(WHAT TO WORK ON)
1 – Answer these questions using the passage on age-related lesions in mice:
(a) What type of tumor is described as relatively common in mice and increasing in frequency as mice age?
(b) How many sections of lung were routinely examined histologically in the current study?
(c) Which glands underwent the normal aging changes that were misreported as teratomas and sebaceous gland tumors?
2 – Retype the part of the passage on age-related lesions in mice between "Physiological phenotyping will" and "manuscript in preparation).", inclusive.
3 – Write what comes next in the passage on age-related lesions in mice, starting after its final sentence.

(PASSAGE TO READ)
##########
Physiological phenotyping will not pick up many diseases such as lung cancer and most serological screens are not of diagnostic value until a large mass of the organ is abnormal. In mice, pulmonary adenomas are relatively common and increase in frequency as mice age, as we show here. Pulmonary function tests may not detect effects due to small tumors so these lesions will only be identified at the time of necropsy and more often as incidental findings when the pathologist reviews the slides. Even in the current study where at least four sections of lung were routinely examined histologically, it is likely that not all pulmonary adenomas were found. However, enough were found consistently to enable haplotype association mapping to identify the major genes involved in this disease (A. Berndt and J.P. Sundberg, manuscript in preparation).

Histopathology, when done correctly, covers more tissues more completely than physiological data thereby increasing the likelihood of finding a definitive phenotype that can be used successfully to obtain genetic linkages. More importantly, direct correlation can be made to homologous human diseases in most cases even without any physiological data.

Although large volumes of data have been published on age-associated lesions in mice with or without correlation to humans, some are incorrect due to the lack of pathology expertise of the investigators. For example, teratomas (53, 54) and sebaceous gland tumors (55) were reported in aging genetically engineered mice supposedly due to the induced mutation. These, however, were actually common normal ‘aging changes’ of the the preputial and clitoral glands, organs found in mice but not humans, affecting all strains in the current study (51). Foreign body periodontitis due to hair shaft impaction around the incisors and especially the molars has been associated with ulcerative dermatitis in C57BL/6 strains and hybrids (56). This actually is found in almost all mice regardless of their hair coat (50, 57) and was found commonly in the B6 and related strains in this aging study in mice with no evidence of alopecia. Many other examples are depressingly abundant in the literature (58).
##########
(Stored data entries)
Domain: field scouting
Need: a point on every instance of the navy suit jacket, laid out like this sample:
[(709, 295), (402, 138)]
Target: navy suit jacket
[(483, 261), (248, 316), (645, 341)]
##########
(ANSWERS TO THE TASKS)
1 –
(a) Pulmonary adenomas.
(b) At least four.
(c) The preputial and clitoral glands.

2 –
Physiological phenotyping will not pick up many diseases such as lung cancer and most serological screens are not of diagnostic value until a large mass of the organ is abnormal. In mice, pulmonary adenomas are relatively common and increase in frequency as mice age, as we show here. Pulmonary function tests may not detect effects due to small tumors so these lesions will only be identified at the time of necropsy and more often as incidental findings when the pathologist reviews the slides. Even in the current study where at least four sections of lung were routinely examined histologically, it is likely that not all pulmonary adenomas were found. However, enough were found consistently to enable haplotype association mapping to identify the major genes involved in this disease (A. Berndt and J.P. Sundberg, manuscript in preparation).

3 –
The data obtained from this study provide a broad overview of the types and variety of lesions seen in mice at various ages and identify many new disease models that will be useful for understanding the pathophysiology of disease in humans and other mammals, especially as they age. The raw data (physiological phenotyping measurements, photomicrographs, etc.) are now available and searchable online from MTB, MPD, and Pathbase. More detailed datasets and tissue samples (paraffin blocks and glass slides) are available through collaboration. Further studies are planned for the future which makes strain comparisons for histopathology of aging a work in progress.